QUESTÕES PROPOSTAS:
- 1) Enumere todas as chapas estudantis que o texto identifica pelo nome.
- 2) Transcreva do texto tudo o que vai de "Era maio oito" até "da UNE Livre.", substituindo "pleito" por "processo eleitoral".
━━━ TEXTO PARA ANÁLISE
A chapa de Gisela Mendonça montou uma operação clandestina para fazer o filme de Godard chegar ao maior número possível de estudantes, em exibições coordenadas por lideranças políticas aliadas. Como não havia cópias suficientes para todos os estados, os estudantes do Maranhão recorreram aos universitários do Piauí. Na UFMA, o aliado da UNE Livre era o grupo do PCdoB (cujo núcleo universitário depois incorporaria o nome de Viração) que havia disputado pela chapa Pra Mudar o DCE, no início de 1986, a eleição para o Diretório Central dos Estudantes. Entre os integrantes do grupo estavam José Ribamar Soares Moreno, o “Zeca” (estudante de Medicina candidato a presidente), Nonato Martins (Economia), Gilberto Carlos Gonçalves Sousa (Farmácia), Alfredo, Alberto, Margareth, Rosângela, Ivete e Cristina. Os comunistas atrelados ao PCdoB perderam no voto para a chapa Alerta! Jacaré Parado Vira Bolsa, ligada ao PT, que tinha Arleth Borges como presidente, Aníbal Lins como secretário-geral, Márcio Jerry como secretário do Centro de Ciências Sociais e Celso Reis como secretario de Cultura, entre outros (veja imagem do panfleto abaixo cedido por Celso Reis).




Eleição da UNE ficou polarizada entre as chapas UNE Livre e Pra Sair Dessa Maré

Era maio oito meia, um maio meia oito reinventado, às avessas, menos plural, sem as barricadas do desejo. Os representantes do PCdoB na UNE, assim como os seus aliados maranhenses, não estavam interessados na linguagem cinematográfica de Godard, na transgressão de uma Maria em conflito com o seu sexo. O que estava em jogo era a eleição nacional da entidade, e o filme poderia ser a salvação. Os votos urgiam.

Alegando irregularidades na distribuição de cédulas de votação, as chapas Pra Sair Dessa Maré e Arrebentar a Boca do Balão afastaram-se do processo no segundo dia de eleição e pediram a anulação do pleito. O processo foi suspenso em alguns estados, inclusive no Maranhão, mas, apesar da reduzida participação estudantil, a eleição foi concluída debaixo de muitos protestos com a vitória da UNE Livre.

O estudante Edmundo dos Reis Luz, do curso de Letras da UFMA, fora escalado oficialmente pela turma do PCdoB/Viração para ir a Teresina (PI) buscar uma cópia da fita de “Je vous salue, Marie”. Mas era só uma pista falsa da operação. Quem de fato partiu em silêncio, de carona num ônibus de estudantes secundaristas em viagem para Belo Horizonte, foi Gilberto Carlos Gonçalves Sousa. Àquela altura, a Polícia Federal já monitorava os estudantes piauienses para tomar a cópia do filme. O encontro de Gilberto Sousa com a turma da UFPI seguiu todos os ritos de uma operação de guerrilha com o propósito de fugir do cerco da polícia.
━━━━━━
━━━ ITENS FORNECIDOS
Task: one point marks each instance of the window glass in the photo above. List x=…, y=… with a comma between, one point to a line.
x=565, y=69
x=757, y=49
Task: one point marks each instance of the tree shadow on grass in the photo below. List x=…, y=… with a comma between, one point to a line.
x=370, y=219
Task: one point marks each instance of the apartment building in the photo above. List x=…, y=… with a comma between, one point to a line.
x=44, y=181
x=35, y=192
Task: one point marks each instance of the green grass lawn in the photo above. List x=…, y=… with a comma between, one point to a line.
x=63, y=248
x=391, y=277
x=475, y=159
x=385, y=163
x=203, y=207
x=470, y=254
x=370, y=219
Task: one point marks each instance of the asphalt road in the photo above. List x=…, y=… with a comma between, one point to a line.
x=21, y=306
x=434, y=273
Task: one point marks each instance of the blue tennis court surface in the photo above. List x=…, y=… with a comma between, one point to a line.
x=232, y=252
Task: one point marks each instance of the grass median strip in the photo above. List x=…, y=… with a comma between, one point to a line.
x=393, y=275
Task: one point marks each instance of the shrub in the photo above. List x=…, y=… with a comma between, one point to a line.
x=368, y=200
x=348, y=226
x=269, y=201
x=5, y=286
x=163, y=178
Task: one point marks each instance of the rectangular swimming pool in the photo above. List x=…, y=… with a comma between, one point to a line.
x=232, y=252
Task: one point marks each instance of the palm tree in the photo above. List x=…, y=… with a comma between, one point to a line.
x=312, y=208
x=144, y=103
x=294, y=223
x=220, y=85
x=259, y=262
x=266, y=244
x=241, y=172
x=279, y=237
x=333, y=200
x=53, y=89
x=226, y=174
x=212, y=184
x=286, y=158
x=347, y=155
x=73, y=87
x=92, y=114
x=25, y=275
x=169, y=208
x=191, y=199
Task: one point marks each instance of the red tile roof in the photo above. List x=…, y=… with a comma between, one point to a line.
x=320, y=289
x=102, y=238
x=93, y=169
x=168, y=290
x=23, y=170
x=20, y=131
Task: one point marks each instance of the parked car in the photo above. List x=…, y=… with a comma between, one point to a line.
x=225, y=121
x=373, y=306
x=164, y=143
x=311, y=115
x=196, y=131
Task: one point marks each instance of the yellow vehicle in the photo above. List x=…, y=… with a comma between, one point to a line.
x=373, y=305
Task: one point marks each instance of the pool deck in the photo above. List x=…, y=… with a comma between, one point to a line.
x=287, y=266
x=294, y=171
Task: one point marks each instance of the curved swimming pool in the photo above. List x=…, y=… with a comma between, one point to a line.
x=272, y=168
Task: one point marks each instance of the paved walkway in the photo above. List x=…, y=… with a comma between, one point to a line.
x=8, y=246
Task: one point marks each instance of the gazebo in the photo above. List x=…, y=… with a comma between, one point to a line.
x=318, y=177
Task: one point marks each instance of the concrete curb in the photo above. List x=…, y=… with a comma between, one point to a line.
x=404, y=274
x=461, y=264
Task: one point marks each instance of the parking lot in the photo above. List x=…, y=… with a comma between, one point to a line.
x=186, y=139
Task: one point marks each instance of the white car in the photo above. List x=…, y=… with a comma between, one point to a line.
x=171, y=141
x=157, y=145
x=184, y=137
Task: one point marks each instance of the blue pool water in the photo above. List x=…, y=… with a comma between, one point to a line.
━━━━━━
SOLUÇÕES:
- 1) UNE Livre; Pra Mudar o DCE; Alerta! Jacaré Parado Vira Bolsa; Pra Sair Dessa Maré; Arrebentar a Boca do Balão

- 2)
Era maio oito meia, um maio meia oito reinventado, às avessas, menos plural, sem as barricadas do desejo. Os representantes do PCdoB na UNE, assim como os seus aliados maranhenses, não estavam interessados na linguagem cinematográfica de Godard, na transgressão de uma Maria em conflito com o seu sexo. O que estava em jogo era a eleição nacional da entidade, e o filme poderia ser a salvação. Os votos urgiam.

Alegando irregularidades na distribuição de cédulas de votação, as chapas Pra Sair Dessa Maré e Arrebentar a Boca do Balão afastaram-se do processo no segundo dia de eleição e pediram a anulação do processo eleitoral. O processo foi suspenso em alguns estados, inclusive no Maranhão, mas, apesar da reduzida participação estudantil, a eleição foi concluída debaixo de muitos protestos com a vitória da UNE Livre.